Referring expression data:

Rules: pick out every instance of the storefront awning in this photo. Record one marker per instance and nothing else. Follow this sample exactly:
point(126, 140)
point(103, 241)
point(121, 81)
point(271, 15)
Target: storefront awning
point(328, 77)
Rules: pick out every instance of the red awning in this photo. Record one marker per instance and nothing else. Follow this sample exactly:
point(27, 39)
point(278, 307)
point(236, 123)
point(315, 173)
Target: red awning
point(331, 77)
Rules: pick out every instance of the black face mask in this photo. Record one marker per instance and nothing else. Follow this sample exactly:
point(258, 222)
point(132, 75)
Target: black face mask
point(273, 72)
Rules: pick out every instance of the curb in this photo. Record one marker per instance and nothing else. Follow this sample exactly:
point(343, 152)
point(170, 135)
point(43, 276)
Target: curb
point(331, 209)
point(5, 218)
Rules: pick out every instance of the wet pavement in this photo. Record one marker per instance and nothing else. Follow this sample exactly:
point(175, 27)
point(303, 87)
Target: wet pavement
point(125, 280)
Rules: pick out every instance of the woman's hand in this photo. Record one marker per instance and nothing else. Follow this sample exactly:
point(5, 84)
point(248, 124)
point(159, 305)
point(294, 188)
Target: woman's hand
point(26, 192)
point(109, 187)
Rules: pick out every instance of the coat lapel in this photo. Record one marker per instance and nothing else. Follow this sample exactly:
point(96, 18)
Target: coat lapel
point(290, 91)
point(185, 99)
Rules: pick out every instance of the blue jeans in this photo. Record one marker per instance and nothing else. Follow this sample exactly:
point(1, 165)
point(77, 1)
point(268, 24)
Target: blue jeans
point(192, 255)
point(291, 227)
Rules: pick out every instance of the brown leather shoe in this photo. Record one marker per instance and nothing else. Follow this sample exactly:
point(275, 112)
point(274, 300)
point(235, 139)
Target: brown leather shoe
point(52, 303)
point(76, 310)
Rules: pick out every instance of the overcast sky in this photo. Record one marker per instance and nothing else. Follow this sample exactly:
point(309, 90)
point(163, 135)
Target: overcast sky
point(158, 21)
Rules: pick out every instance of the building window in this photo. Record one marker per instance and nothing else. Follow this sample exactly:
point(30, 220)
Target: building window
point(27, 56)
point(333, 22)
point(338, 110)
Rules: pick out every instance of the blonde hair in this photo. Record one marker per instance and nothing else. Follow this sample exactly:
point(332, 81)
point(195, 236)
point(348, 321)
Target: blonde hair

_DIRECTIONS_:
Set down, unchanged, only those lines above that fall between the line with "Rules: pick out every instance of the black" and the line with "Rules: pick out every instance of the coat", the two end lines included.

_FINAL ANSWER_:
Rules: pick out every instance of the black face mask in this photo. Record one marker per instance and nothing else. Follow this sample exactly:
point(258, 222)
point(132, 75)
Target: black face mask
point(273, 72)
Rules: pick out every instance of the curb in this photo. Record one marker per instance and nothing else. Follow this sample exactly:
point(343, 152)
point(170, 135)
point(43, 276)
Target: curb
point(331, 209)
point(5, 218)
Rules: pick out every instance of the wet pavement in this photo. Record one marker per instance and nothing else. Follow this sample exactly:
point(175, 27)
point(303, 87)
Target: wet pavement
point(125, 280)
Rules: pick out every instance of the woman's hand in this photo. Record one marker per instance and nothing else. Follow this sample exactly:
point(5, 84)
point(248, 124)
point(159, 305)
point(294, 188)
Target: woman's hand
point(26, 192)
point(109, 187)
Rules: pick out every instance of the coat lapel in this photo. Record one marker per instance and nothing else. Follow this sample exactly:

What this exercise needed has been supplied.